[START OF Rows]

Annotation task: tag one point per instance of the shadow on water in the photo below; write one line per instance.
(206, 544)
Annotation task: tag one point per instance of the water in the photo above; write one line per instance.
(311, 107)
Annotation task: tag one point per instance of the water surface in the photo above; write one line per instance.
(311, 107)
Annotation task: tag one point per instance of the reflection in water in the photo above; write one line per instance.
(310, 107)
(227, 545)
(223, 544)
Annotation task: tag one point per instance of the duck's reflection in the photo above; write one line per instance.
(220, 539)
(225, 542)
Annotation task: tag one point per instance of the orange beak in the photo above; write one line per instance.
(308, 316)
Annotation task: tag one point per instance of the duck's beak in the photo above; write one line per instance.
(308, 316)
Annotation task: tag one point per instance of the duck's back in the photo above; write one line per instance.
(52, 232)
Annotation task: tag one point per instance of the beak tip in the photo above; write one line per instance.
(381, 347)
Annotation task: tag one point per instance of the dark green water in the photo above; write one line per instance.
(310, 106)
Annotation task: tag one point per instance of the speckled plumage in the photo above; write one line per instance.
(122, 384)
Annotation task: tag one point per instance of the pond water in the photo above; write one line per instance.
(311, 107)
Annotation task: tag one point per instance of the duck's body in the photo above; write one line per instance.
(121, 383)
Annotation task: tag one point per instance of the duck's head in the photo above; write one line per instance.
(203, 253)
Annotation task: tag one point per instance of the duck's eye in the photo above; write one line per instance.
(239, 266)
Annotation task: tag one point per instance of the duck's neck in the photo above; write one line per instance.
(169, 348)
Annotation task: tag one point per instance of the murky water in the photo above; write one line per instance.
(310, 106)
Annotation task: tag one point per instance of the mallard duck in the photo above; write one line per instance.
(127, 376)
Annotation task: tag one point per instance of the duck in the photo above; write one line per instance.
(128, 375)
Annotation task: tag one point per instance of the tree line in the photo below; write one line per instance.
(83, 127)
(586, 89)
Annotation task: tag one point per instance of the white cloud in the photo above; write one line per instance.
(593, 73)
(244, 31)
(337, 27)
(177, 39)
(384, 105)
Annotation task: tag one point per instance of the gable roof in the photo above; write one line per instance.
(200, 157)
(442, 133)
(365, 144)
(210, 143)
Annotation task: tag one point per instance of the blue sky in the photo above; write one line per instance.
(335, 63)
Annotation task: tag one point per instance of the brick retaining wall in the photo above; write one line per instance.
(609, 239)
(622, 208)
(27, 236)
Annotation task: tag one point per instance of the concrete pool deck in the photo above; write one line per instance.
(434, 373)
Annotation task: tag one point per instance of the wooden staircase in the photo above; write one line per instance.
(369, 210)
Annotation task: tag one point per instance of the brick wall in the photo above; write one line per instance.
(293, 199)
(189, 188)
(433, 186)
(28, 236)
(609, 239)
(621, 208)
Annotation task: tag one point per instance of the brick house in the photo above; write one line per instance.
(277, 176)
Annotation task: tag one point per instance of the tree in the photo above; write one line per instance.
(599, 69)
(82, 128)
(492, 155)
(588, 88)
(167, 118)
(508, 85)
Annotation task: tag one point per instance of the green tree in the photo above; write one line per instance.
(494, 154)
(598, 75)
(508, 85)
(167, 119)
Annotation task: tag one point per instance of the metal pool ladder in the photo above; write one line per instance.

[END OF Rows]

### Goal of the exercise
Set down, exactly and in full, the lines from the one containing "Annotation task: tag one point per instance of the brick wall" through the end of the entries; no other line belongs.

### Written reply
Annotation task: tag one point per instance of the brick wall in the photo above; write one line per instance.
(293, 199)
(189, 188)
(433, 186)
(28, 236)
(609, 239)
(621, 208)
Annotation task: tag one point per instance of the brick house in the photo above; write one line per instance.
(277, 176)
Annotation task: tag one point per instance of the tree in the photo above; write one line per instance.
(599, 69)
(82, 128)
(492, 155)
(588, 88)
(167, 118)
(508, 85)
Annotation task: tag one point per instance of the green tree in the photo above; write one line per instance.
(494, 154)
(598, 75)
(508, 85)
(167, 119)
Annotation task: tag one point per instance of the metal pool ladder in the photo above; write one line per instance.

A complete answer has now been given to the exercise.